[Stored items]
○ ○ ○
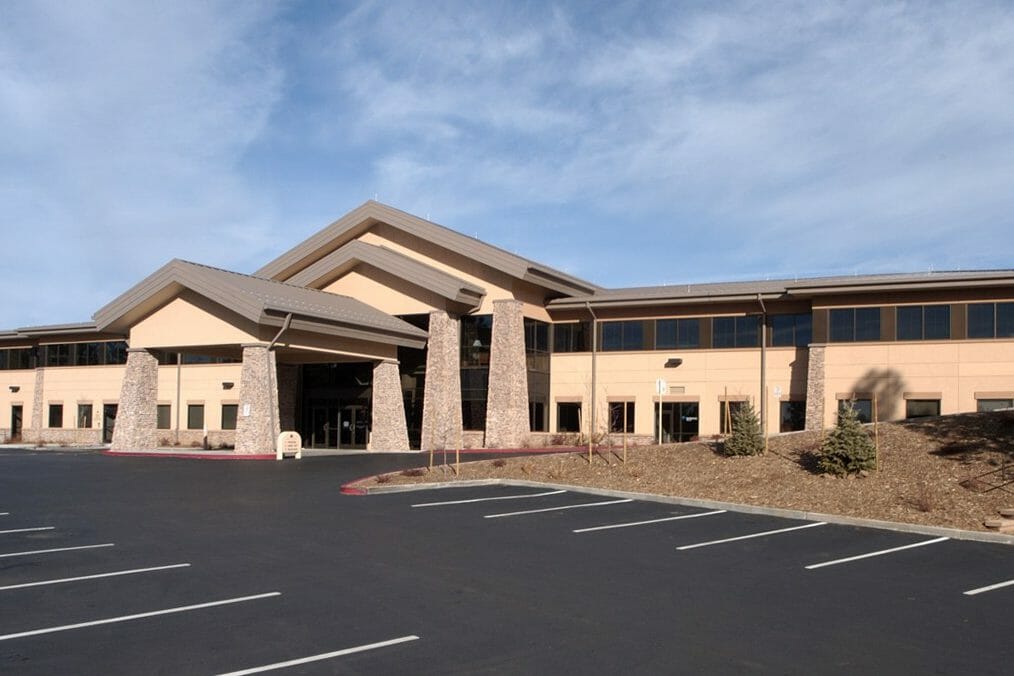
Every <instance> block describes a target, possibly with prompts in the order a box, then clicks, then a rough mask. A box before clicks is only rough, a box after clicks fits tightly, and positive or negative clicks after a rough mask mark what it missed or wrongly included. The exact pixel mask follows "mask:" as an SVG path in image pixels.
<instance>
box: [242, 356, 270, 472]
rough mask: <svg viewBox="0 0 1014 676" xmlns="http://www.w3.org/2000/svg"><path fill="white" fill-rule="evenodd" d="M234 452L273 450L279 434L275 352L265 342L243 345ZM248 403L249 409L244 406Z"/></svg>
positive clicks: (264, 451) (242, 452) (259, 452)
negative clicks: (276, 439)
mask: <svg viewBox="0 0 1014 676" xmlns="http://www.w3.org/2000/svg"><path fill="white" fill-rule="evenodd" d="M242 348H243V366H242V369H241V370H240V372H239V416H238V417H237V419H236V453H248V454H252V453H274V452H275V440H276V439H278V435H279V433H280V428H279V425H280V423H279V416H278V412H279V411H278V388H277V385H276V378H275V375H274V374H273V373H272V372H273V371H274V369H275V355H274V353H272V352H269V351H268V345H267V344H266V343H253V344H247V345H244V346H242ZM247 406H248V408H247Z"/></svg>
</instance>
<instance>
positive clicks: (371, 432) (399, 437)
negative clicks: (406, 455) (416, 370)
mask: <svg viewBox="0 0 1014 676" xmlns="http://www.w3.org/2000/svg"><path fill="white" fill-rule="evenodd" d="M370 408H371V415H372V425H371V426H370V429H371V432H370V450H371V451H407V450H409V424H408V422H407V421H406V418H405V397H404V396H402V376H401V375H400V374H399V372H397V362H388V361H384V362H378V363H377V364H376V365H374V367H373V402H372V404H371V406H370Z"/></svg>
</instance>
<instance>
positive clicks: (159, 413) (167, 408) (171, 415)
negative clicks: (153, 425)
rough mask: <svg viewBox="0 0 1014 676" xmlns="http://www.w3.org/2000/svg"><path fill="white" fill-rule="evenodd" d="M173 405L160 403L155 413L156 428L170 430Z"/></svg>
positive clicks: (155, 424) (159, 429)
mask: <svg viewBox="0 0 1014 676" xmlns="http://www.w3.org/2000/svg"><path fill="white" fill-rule="evenodd" d="M171 416H172V406H170V405H169V404H167V403H160V404H158V408H157V410H156V415H155V428H156V429H158V430H168V429H170V428H171V427H172V424H171Z"/></svg>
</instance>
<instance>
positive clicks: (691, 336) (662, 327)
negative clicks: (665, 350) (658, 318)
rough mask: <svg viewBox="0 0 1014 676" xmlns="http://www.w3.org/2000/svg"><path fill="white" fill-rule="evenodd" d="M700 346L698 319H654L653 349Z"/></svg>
mask: <svg viewBox="0 0 1014 676" xmlns="http://www.w3.org/2000/svg"><path fill="white" fill-rule="evenodd" d="M700 347H701V320H700V319H658V320H656V321H655V350H671V349H674V348H679V349H681V350H690V349H694V348H700Z"/></svg>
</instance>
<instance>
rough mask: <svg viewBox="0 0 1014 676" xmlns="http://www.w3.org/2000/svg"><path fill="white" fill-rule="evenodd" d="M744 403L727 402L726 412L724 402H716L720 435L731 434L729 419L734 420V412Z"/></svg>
mask: <svg viewBox="0 0 1014 676" xmlns="http://www.w3.org/2000/svg"><path fill="white" fill-rule="evenodd" d="M745 403H746V402H745V401H729V402H728V404H729V405H728V411H726V402H725V401H719V402H718V405H719V418H720V421H721V422H720V424H719V433H720V434H729V433H730V432H731V428H730V426H729V418H732V419H733V420H735V417H736V411H737V410H739V409H740V408H742V407H743V405H744V404H745Z"/></svg>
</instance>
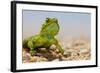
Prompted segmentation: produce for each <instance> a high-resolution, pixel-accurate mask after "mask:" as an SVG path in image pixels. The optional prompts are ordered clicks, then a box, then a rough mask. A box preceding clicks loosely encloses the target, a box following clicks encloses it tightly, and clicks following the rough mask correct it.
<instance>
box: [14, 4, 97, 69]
mask: <svg viewBox="0 0 100 73" xmlns="http://www.w3.org/2000/svg"><path fill="white" fill-rule="evenodd" d="M22 9H27V10H46V11H67V12H68V11H69V12H86V13H91V48H92V49H91V53H92V55H91V60H86V61H62V62H44V63H43V62H42V63H28V64H26V63H22V51H21V50H22ZM16 11H17V15H16V16H17V24H16V26H17V31H16V33H17V43H16V45H17V51H16V62H17V70H22V69H38V68H52V67H71V66H85V65H95V63H96V62H95V60H96V59H95V57H96V49H95V45H96V44H95V43H96V42H95V38H96V37H95V32H96V31H95V29H96V27H95V23H96V21H95V19H96V18H95V15H96V13H95V12H96V11H95V9H93V8H81V7H80V8H77V7H67V6H66V7H59V6H45V5H27V4H17V10H16Z"/></svg>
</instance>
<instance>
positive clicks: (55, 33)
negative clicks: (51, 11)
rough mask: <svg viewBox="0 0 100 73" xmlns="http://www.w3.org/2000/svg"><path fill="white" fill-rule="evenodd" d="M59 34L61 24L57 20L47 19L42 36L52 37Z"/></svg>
mask: <svg viewBox="0 0 100 73" xmlns="http://www.w3.org/2000/svg"><path fill="white" fill-rule="evenodd" d="M58 32H59V24H58V20H57V19H56V18H46V20H45V22H44V24H43V25H42V29H41V34H48V35H51V36H55V35H57V34H58Z"/></svg>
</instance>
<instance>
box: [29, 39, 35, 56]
mask: <svg viewBox="0 0 100 73" xmlns="http://www.w3.org/2000/svg"><path fill="white" fill-rule="evenodd" d="M34 46H35V45H34V44H33V42H32V41H29V42H28V47H29V48H30V54H31V55H32V56H33V55H35V54H36V51H35V47H34Z"/></svg>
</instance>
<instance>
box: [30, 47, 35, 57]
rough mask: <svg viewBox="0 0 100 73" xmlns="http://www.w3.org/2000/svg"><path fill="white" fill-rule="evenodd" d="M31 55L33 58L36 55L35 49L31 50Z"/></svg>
mask: <svg viewBox="0 0 100 73" xmlns="http://www.w3.org/2000/svg"><path fill="white" fill-rule="evenodd" d="M30 54H31V55H32V56H33V55H35V54H36V51H35V50H34V48H31V49H30Z"/></svg>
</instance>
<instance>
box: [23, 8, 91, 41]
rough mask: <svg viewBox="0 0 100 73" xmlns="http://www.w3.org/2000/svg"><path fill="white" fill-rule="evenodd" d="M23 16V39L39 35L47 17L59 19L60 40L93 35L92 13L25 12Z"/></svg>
mask: <svg viewBox="0 0 100 73" xmlns="http://www.w3.org/2000/svg"><path fill="white" fill-rule="evenodd" d="M22 15H23V19H22V21H23V39H25V38H28V37H30V36H32V35H36V34H38V33H39V31H40V29H41V27H42V24H43V23H44V21H45V19H46V18H47V17H50V18H57V19H58V22H59V26H60V31H59V33H58V35H57V37H58V38H60V39H64V38H66V37H77V36H80V35H85V36H87V37H90V35H91V14H90V13H82V12H81V13H79V12H56V11H36V10H23V12H22Z"/></svg>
○ ○ ○
- _Work item_: The result should be an exact retyped version of all the entries above, containing no pictures.

- _Solved exercise_:
Every <instance> block describes a target, possibly with prompts in the order a box, then clicks, then a rough mask. A box before clicks is only rough, a box after clicks fits tightly, and positive or negative clicks after a rough mask mark what it missed or wrongly included. The exact pixel mask follows "mask:" as an SVG path in image pixels.
<instance>
box: [242, 356, 270, 472]
rough mask: <svg viewBox="0 0 1014 676" xmlns="http://www.w3.org/2000/svg"><path fill="white" fill-rule="evenodd" d="M234 452L273 450L279 434L275 352L265 342L243 345ZM248 403L249 409L244 406Z"/></svg>
positive clicks: (264, 451) (242, 452) (259, 452)
negative clicks: (276, 439)
mask: <svg viewBox="0 0 1014 676" xmlns="http://www.w3.org/2000/svg"><path fill="white" fill-rule="evenodd" d="M242 348H243V366H242V369H241V370H240V372H239V416H238V417H237V419H236V453H248V454H252V453H274V452H275V440H276V439H278V435H279V433H280V428H279V425H280V423H279V416H278V412H279V411H278V388H277V385H276V378H275V375H274V374H273V373H272V372H273V371H274V369H275V355H274V353H272V352H269V351H268V345H267V344H266V343H253V344H247V345H244V346H242ZM247 406H248V408H247Z"/></svg>
</instance>
<instance>
positive clicks: (371, 432) (399, 437)
negative clicks: (406, 455) (416, 370)
mask: <svg viewBox="0 0 1014 676" xmlns="http://www.w3.org/2000/svg"><path fill="white" fill-rule="evenodd" d="M370 408H371V415H372V425H371V426H370V429H371V432H370V450H371V451H407V450H409V424H408V422H407V421H406V418H405V397H404V396H402V376H401V375H400V374H399V372H397V362H388V361H384V362H378V363H377V364H376V365H374V367H373V402H372V404H371V406H370Z"/></svg>
</instance>
<instance>
positive clicks: (159, 413) (167, 408) (171, 415)
negative clicks: (153, 425)
rough mask: <svg viewBox="0 0 1014 676" xmlns="http://www.w3.org/2000/svg"><path fill="white" fill-rule="evenodd" d="M173 405L160 403L155 413L156 428L170 430Z"/></svg>
positive clicks: (155, 424) (159, 429)
mask: <svg viewBox="0 0 1014 676" xmlns="http://www.w3.org/2000/svg"><path fill="white" fill-rule="evenodd" d="M171 416H172V406H170V405H169V404H167V403H160V404H158V408H157V410H156V415H155V428H156V429H158V430H168V429H170V428H171V427H172V424H171Z"/></svg>
</instance>
<instance>
positive clicks: (691, 336) (662, 327)
negative clicks: (665, 350) (658, 318)
rough mask: <svg viewBox="0 0 1014 676" xmlns="http://www.w3.org/2000/svg"><path fill="white" fill-rule="evenodd" d="M700 346L698 319H654L653 349Z"/></svg>
mask: <svg viewBox="0 0 1014 676" xmlns="http://www.w3.org/2000/svg"><path fill="white" fill-rule="evenodd" d="M700 347H701V320H700V319H658V320H656V321H655V350H671V349H674V348H679V349H681V350H690V349H694V348H700Z"/></svg>
</instance>
<instance>
rough mask: <svg viewBox="0 0 1014 676" xmlns="http://www.w3.org/2000/svg"><path fill="white" fill-rule="evenodd" d="M744 403L727 402L726 412L724 402H716L720 435L731 434L729 419L734 420V412Z"/></svg>
mask: <svg viewBox="0 0 1014 676" xmlns="http://www.w3.org/2000/svg"><path fill="white" fill-rule="evenodd" d="M745 403H746V402H745V401H729V402H728V404H729V405H728V411H726V402H725V401H719V402H718V405H719V418H720V421H721V422H720V424H719V433H720V434H729V433H730V432H731V428H730V426H729V418H732V419H733V420H735V417H736V411H737V410H739V409H740V408H742V407H743V405H744V404H745Z"/></svg>
</instance>
Prompted segmentation: produce for each <instance> a high-resolution, pixel-accurate mask after "mask:" as an SVG path in image pixels. The optional prompts are ordered clicks, then a box, then a rough mask. A box preceding clicks loosely encloses the target, a box following clicks encloses it tightly, and clicks following the rough mask correct it.
<instance>
box: [14, 4, 97, 69]
mask: <svg viewBox="0 0 100 73" xmlns="http://www.w3.org/2000/svg"><path fill="white" fill-rule="evenodd" d="M22 9H27V10H46V11H67V12H68V11H69V12H86V13H91V48H92V49H91V53H92V55H91V60H86V61H62V62H44V63H43V62H42V63H28V64H26V63H22V51H21V50H22ZM16 11H17V15H16V16H17V24H16V26H17V31H16V33H17V43H16V45H17V51H16V62H17V70H22V69H38V68H52V67H71V66H85V65H95V63H96V62H95V60H96V59H95V57H96V49H95V45H96V44H95V43H96V42H95V38H96V37H95V32H96V31H95V29H96V27H95V23H96V21H95V19H96V18H95V15H96V13H95V12H96V11H95V9H93V8H81V7H80V8H77V7H67V6H66V7H59V6H45V5H27V4H17V10H16Z"/></svg>
</instance>
<instance>
positive clicks: (55, 33)
negative clicks: (51, 11)
rough mask: <svg viewBox="0 0 100 73" xmlns="http://www.w3.org/2000/svg"><path fill="white" fill-rule="evenodd" d="M59 34L61 24L57 20L47 19L42 36L52 37Z"/></svg>
mask: <svg viewBox="0 0 100 73" xmlns="http://www.w3.org/2000/svg"><path fill="white" fill-rule="evenodd" d="M58 32H59V24H58V20H57V19H56V18H46V20H45V22H44V24H43V25H42V29H41V34H48V35H51V36H55V35H57V34H58Z"/></svg>
</instance>
<instance>
box: [29, 39, 35, 56]
mask: <svg viewBox="0 0 100 73" xmlns="http://www.w3.org/2000/svg"><path fill="white" fill-rule="evenodd" d="M34 46H35V45H34V44H33V42H32V41H29V42H28V47H29V48H30V54H31V55H32V56H33V55H35V54H36V51H35V47H34Z"/></svg>
</instance>
<instance>
box: [30, 47, 35, 57]
rough mask: <svg viewBox="0 0 100 73" xmlns="http://www.w3.org/2000/svg"><path fill="white" fill-rule="evenodd" d="M31 55L33 58L36 55L35 49L31 50Z"/></svg>
mask: <svg viewBox="0 0 100 73" xmlns="http://www.w3.org/2000/svg"><path fill="white" fill-rule="evenodd" d="M30 54H31V55H32V56H33V55H35V54H36V51H35V50H34V48H31V49H30Z"/></svg>
</instance>
<instance>
box: [23, 8, 91, 41]
rough mask: <svg viewBox="0 0 100 73" xmlns="http://www.w3.org/2000/svg"><path fill="white" fill-rule="evenodd" d="M23 16V39L39 35L47 17L59 19L60 40L93 35L92 13L25 12Z"/></svg>
mask: <svg viewBox="0 0 100 73" xmlns="http://www.w3.org/2000/svg"><path fill="white" fill-rule="evenodd" d="M22 15H23V19H22V21H23V39H25V38H28V37H30V36H32V35H36V34H38V33H39V31H40V29H41V27H42V24H43V23H44V21H45V19H46V18H47V17H50V18H57V19H58V22H59V26H60V31H59V33H58V35H57V37H58V38H60V39H64V38H66V37H77V36H80V35H85V36H87V37H90V35H91V14H90V13H82V12H81V13H79V12H56V11H36V10H23V12H22Z"/></svg>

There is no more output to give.